◆ Your objective
Only the lines below starting at the one that contains "point: fog light" and ending at the one that contains "point: dark window" are to be reproduced, exactly and with both ends kept.

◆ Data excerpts
________________
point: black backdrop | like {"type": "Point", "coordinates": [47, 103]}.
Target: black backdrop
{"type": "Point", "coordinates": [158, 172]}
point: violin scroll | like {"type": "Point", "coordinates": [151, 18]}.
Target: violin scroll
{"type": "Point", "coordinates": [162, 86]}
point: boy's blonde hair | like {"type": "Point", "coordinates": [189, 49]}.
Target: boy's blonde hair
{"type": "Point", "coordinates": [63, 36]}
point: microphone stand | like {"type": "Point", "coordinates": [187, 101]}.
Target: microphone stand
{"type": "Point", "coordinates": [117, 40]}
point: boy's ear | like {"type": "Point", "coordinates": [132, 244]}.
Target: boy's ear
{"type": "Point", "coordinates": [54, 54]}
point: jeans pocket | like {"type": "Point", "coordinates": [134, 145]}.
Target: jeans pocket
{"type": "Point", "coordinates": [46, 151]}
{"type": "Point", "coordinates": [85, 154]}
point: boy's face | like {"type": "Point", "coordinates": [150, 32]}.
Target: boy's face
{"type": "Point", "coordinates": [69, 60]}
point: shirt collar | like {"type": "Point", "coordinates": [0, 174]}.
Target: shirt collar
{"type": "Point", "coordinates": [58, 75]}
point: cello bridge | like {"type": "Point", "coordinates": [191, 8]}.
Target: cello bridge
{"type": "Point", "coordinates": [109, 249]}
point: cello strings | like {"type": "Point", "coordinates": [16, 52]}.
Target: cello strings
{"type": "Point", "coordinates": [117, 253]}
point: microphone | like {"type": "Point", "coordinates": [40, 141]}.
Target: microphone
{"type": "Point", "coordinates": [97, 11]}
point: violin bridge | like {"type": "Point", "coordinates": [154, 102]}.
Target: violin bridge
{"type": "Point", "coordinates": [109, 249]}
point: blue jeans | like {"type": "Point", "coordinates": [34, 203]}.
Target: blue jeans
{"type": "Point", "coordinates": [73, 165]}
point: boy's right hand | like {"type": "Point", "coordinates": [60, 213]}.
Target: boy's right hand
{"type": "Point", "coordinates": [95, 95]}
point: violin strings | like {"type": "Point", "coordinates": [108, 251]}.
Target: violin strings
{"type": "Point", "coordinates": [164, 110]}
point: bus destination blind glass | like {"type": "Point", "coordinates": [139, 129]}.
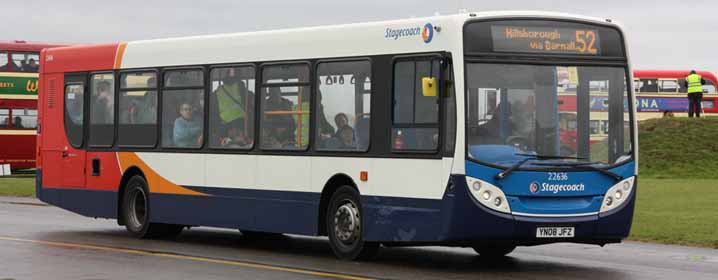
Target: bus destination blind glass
{"type": "Point", "coordinates": [529, 39]}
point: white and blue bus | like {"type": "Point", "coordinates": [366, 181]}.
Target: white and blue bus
{"type": "Point", "coordinates": [429, 131]}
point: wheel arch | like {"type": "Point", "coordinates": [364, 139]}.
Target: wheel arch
{"type": "Point", "coordinates": [129, 173]}
{"type": "Point", "coordinates": [336, 181]}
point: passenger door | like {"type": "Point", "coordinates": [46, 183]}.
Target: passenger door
{"type": "Point", "coordinates": [71, 155]}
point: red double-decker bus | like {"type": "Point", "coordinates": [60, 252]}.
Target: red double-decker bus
{"type": "Point", "coordinates": [19, 68]}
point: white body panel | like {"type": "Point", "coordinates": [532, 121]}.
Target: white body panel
{"type": "Point", "coordinates": [410, 178]}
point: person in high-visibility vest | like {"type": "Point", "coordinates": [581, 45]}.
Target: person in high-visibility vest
{"type": "Point", "coordinates": [234, 122]}
{"type": "Point", "coordinates": [694, 83]}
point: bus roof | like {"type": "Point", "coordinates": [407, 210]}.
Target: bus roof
{"type": "Point", "coordinates": [25, 46]}
{"type": "Point", "coordinates": [333, 41]}
{"type": "Point", "coordinates": [675, 74]}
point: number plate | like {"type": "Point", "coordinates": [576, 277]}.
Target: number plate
{"type": "Point", "coordinates": [554, 232]}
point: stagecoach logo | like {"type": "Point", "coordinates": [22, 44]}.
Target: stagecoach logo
{"type": "Point", "coordinates": [534, 187]}
{"type": "Point", "coordinates": [426, 33]}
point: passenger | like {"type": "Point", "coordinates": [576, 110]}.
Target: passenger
{"type": "Point", "coordinates": [341, 120]}
{"type": "Point", "coordinates": [326, 130]}
{"type": "Point", "coordinates": [17, 122]}
{"type": "Point", "coordinates": [141, 110]}
{"type": "Point", "coordinates": [103, 110]}
{"type": "Point", "coordinates": [31, 66]}
{"type": "Point", "coordinates": [74, 105]}
{"type": "Point", "coordinates": [346, 138]}
{"type": "Point", "coordinates": [231, 96]}
{"type": "Point", "coordinates": [235, 139]}
{"type": "Point", "coordinates": [280, 127]}
{"type": "Point", "coordinates": [187, 129]}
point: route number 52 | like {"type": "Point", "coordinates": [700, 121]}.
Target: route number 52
{"type": "Point", "coordinates": [586, 41]}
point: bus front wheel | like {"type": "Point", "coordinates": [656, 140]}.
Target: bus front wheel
{"type": "Point", "coordinates": [345, 226]}
{"type": "Point", "coordinates": [136, 212]}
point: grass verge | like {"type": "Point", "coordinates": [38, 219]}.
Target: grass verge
{"type": "Point", "coordinates": [18, 185]}
{"type": "Point", "coordinates": [677, 211]}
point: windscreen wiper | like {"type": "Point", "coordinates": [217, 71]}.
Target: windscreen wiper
{"type": "Point", "coordinates": [513, 168]}
{"type": "Point", "coordinates": [586, 165]}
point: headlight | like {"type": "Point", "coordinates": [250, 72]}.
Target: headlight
{"type": "Point", "coordinates": [488, 195]}
{"type": "Point", "coordinates": [617, 195]}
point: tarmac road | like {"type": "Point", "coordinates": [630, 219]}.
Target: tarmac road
{"type": "Point", "coordinates": [44, 242]}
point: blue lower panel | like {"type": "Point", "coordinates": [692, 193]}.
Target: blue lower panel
{"type": "Point", "coordinates": [269, 211]}
{"type": "Point", "coordinates": [90, 203]}
{"type": "Point", "coordinates": [402, 219]}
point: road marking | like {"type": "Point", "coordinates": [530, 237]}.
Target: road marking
{"type": "Point", "coordinates": [186, 257]}
{"type": "Point", "coordinates": [24, 203]}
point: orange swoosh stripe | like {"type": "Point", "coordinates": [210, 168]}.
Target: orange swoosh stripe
{"type": "Point", "coordinates": [157, 183]}
{"type": "Point", "coordinates": [120, 53]}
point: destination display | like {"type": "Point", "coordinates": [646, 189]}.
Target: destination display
{"type": "Point", "coordinates": [543, 38]}
{"type": "Point", "coordinates": [18, 83]}
{"type": "Point", "coordinates": [516, 38]}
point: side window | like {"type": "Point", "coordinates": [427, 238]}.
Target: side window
{"type": "Point", "coordinates": [343, 106]}
{"type": "Point", "coordinates": [416, 115]}
{"type": "Point", "coordinates": [4, 65]}
{"type": "Point", "coordinates": [284, 120]}
{"type": "Point", "coordinates": [26, 62]}
{"type": "Point", "coordinates": [450, 112]}
{"type": "Point", "coordinates": [649, 85]}
{"type": "Point", "coordinates": [102, 110]}
{"type": "Point", "coordinates": [4, 118]}
{"type": "Point", "coordinates": [24, 118]}
{"type": "Point", "coordinates": [231, 107]}
{"type": "Point", "coordinates": [183, 109]}
{"type": "Point", "coordinates": [669, 86]}
{"type": "Point", "coordinates": [74, 112]}
{"type": "Point", "coordinates": [138, 109]}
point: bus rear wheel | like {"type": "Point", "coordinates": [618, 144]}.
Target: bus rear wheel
{"type": "Point", "coordinates": [345, 226]}
{"type": "Point", "coordinates": [494, 250]}
{"type": "Point", "coordinates": [136, 212]}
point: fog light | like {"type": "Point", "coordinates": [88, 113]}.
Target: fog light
{"type": "Point", "coordinates": [618, 195]}
{"type": "Point", "coordinates": [486, 195]}
{"type": "Point", "coordinates": [497, 201]}
{"type": "Point", "coordinates": [477, 186]}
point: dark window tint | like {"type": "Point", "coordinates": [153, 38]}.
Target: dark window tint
{"type": "Point", "coordinates": [285, 107]}
{"type": "Point", "coordinates": [138, 80]}
{"type": "Point", "coordinates": [25, 62]}
{"type": "Point", "coordinates": [138, 110]}
{"type": "Point", "coordinates": [450, 113]}
{"type": "Point", "coordinates": [184, 78]}
{"type": "Point", "coordinates": [4, 65]}
{"type": "Point", "coordinates": [74, 112]}
{"type": "Point", "coordinates": [102, 110]}
{"type": "Point", "coordinates": [343, 106]}
{"type": "Point", "coordinates": [24, 118]}
{"type": "Point", "coordinates": [415, 115]}
{"type": "Point", "coordinates": [231, 108]}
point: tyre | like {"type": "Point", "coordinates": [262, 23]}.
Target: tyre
{"type": "Point", "coordinates": [136, 212]}
{"type": "Point", "coordinates": [494, 250]}
{"type": "Point", "coordinates": [345, 226]}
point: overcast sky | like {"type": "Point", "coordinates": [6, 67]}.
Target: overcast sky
{"type": "Point", "coordinates": [662, 34]}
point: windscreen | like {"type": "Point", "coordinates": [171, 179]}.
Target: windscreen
{"type": "Point", "coordinates": [517, 111]}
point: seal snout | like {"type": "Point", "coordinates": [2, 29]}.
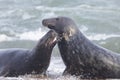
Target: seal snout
{"type": "Point", "coordinates": [50, 23]}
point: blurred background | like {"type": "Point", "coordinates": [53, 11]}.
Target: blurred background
{"type": "Point", "coordinates": [20, 21]}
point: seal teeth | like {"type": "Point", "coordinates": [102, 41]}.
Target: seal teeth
{"type": "Point", "coordinates": [54, 39]}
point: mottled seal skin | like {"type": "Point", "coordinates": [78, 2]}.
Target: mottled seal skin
{"type": "Point", "coordinates": [81, 56]}
{"type": "Point", "coordinates": [15, 62]}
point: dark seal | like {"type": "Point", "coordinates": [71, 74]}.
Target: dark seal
{"type": "Point", "coordinates": [15, 62]}
{"type": "Point", "coordinates": [80, 55]}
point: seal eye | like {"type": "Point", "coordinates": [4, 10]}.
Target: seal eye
{"type": "Point", "coordinates": [57, 19]}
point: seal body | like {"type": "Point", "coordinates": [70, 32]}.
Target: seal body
{"type": "Point", "coordinates": [15, 62]}
{"type": "Point", "coordinates": [81, 56]}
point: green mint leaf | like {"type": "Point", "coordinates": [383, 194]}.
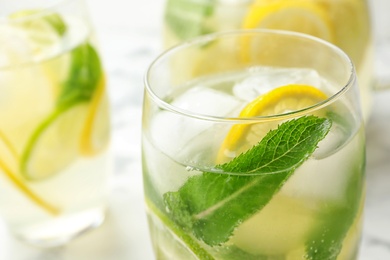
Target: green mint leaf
{"type": "Point", "coordinates": [85, 72]}
{"type": "Point", "coordinates": [211, 205]}
{"type": "Point", "coordinates": [186, 17]}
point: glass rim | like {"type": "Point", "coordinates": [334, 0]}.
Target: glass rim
{"type": "Point", "coordinates": [46, 8]}
{"type": "Point", "coordinates": [253, 119]}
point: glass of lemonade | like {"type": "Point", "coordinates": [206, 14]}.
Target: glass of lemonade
{"type": "Point", "coordinates": [55, 126]}
{"type": "Point", "coordinates": [253, 148]}
{"type": "Point", "coordinates": [345, 23]}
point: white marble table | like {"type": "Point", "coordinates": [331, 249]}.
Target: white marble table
{"type": "Point", "coordinates": [129, 35]}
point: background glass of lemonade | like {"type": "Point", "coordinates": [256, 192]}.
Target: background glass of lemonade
{"type": "Point", "coordinates": [54, 116]}
{"type": "Point", "coordinates": [253, 148]}
{"type": "Point", "coordinates": [345, 23]}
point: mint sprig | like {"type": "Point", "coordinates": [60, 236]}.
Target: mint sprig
{"type": "Point", "coordinates": [210, 206]}
{"type": "Point", "coordinates": [186, 18]}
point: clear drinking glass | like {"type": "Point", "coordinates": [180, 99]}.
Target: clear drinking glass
{"type": "Point", "coordinates": [55, 121]}
{"type": "Point", "coordinates": [253, 148]}
{"type": "Point", "coordinates": [345, 23]}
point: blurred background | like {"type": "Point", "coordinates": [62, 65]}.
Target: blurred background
{"type": "Point", "coordinates": [130, 37]}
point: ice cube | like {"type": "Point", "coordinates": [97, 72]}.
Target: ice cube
{"type": "Point", "coordinates": [326, 178]}
{"type": "Point", "coordinates": [263, 79]}
{"type": "Point", "coordinates": [174, 132]}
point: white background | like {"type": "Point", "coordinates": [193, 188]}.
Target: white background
{"type": "Point", "coordinates": [129, 36]}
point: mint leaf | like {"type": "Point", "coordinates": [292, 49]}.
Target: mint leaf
{"type": "Point", "coordinates": [186, 17]}
{"type": "Point", "coordinates": [211, 205]}
{"type": "Point", "coordinates": [85, 72]}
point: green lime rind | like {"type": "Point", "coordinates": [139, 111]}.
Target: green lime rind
{"type": "Point", "coordinates": [34, 140]}
{"type": "Point", "coordinates": [84, 75]}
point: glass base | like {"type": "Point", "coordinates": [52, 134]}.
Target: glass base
{"type": "Point", "coordinates": [60, 231]}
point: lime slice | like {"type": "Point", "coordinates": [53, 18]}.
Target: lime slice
{"type": "Point", "coordinates": [280, 100]}
{"type": "Point", "coordinates": [95, 133]}
{"type": "Point", "coordinates": [55, 143]}
{"type": "Point", "coordinates": [300, 16]}
{"type": "Point", "coordinates": [9, 164]}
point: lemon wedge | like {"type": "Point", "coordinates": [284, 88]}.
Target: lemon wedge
{"type": "Point", "coordinates": [9, 164]}
{"type": "Point", "coordinates": [299, 15]}
{"type": "Point", "coordinates": [280, 100]}
{"type": "Point", "coordinates": [55, 143]}
{"type": "Point", "coordinates": [95, 133]}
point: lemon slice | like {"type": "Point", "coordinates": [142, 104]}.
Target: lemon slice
{"type": "Point", "coordinates": [280, 100]}
{"type": "Point", "coordinates": [299, 15]}
{"type": "Point", "coordinates": [55, 143]}
{"type": "Point", "coordinates": [8, 165]}
{"type": "Point", "coordinates": [95, 133]}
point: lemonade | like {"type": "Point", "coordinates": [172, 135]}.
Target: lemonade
{"type": "Point", "coordinates": [253, 161]}
{"type": "Point", "coordinates": [55, 127]}
{"type": "Point", "coordinates": [345, 23]}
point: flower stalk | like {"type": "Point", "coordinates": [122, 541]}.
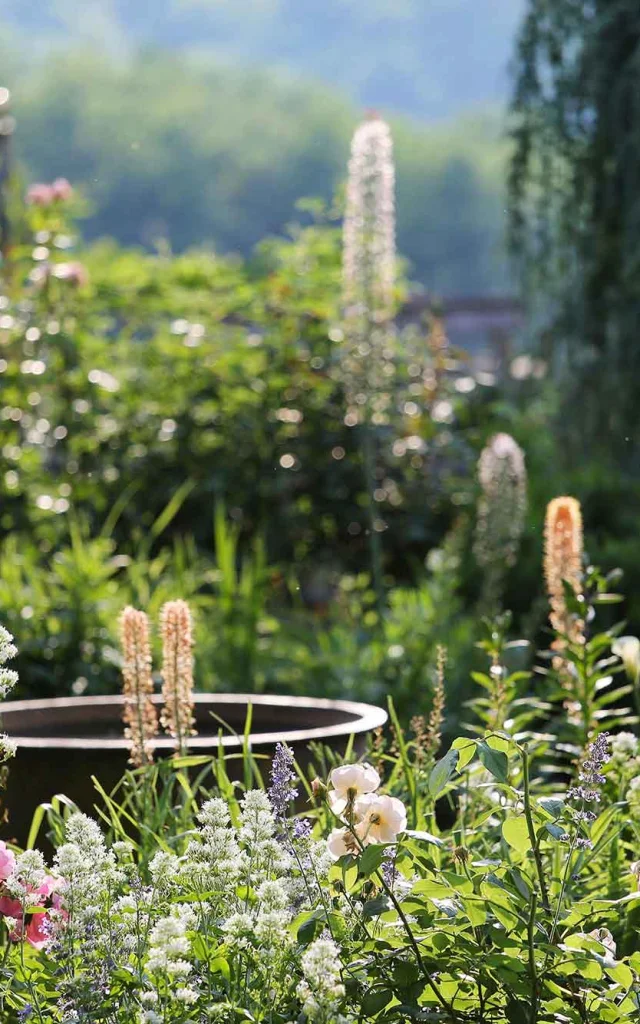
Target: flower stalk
{"type": "Point", "coordinates": [139, 714]}
{"type": "Point", "coordinates": [177, 673]}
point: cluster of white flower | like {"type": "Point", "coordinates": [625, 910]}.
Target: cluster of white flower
{"type": "Point", "coordinates": [8, 677]}
{"type": "Point", "coordinates": [624, 747]}
{"type": "Point", "coordinates": [243, 882]}
{"type": "Point", "coordinates": [322, 990]}
{"type": "Point", "coordinates": [369, 816]}
{"type": "Point", "coordinates": [87, 868]}
{"type": "Point", "coordinates": [213, 857]}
________________
◆ Output below
point: fog light | like {"type": "Point", "coordinates": [88, 113]}.
Target: fog light
{"type": "Point", "coordinates": [618, 195]}
{"type": "Point", "coordinates": [486, 195]}
{"type": "Point", "coordinates": [497, 201]}
{"type": "Point", "coordinates": [477, 186]}
point: dark window tint | like {"type": "Point", "coordinates": [153, 38]}.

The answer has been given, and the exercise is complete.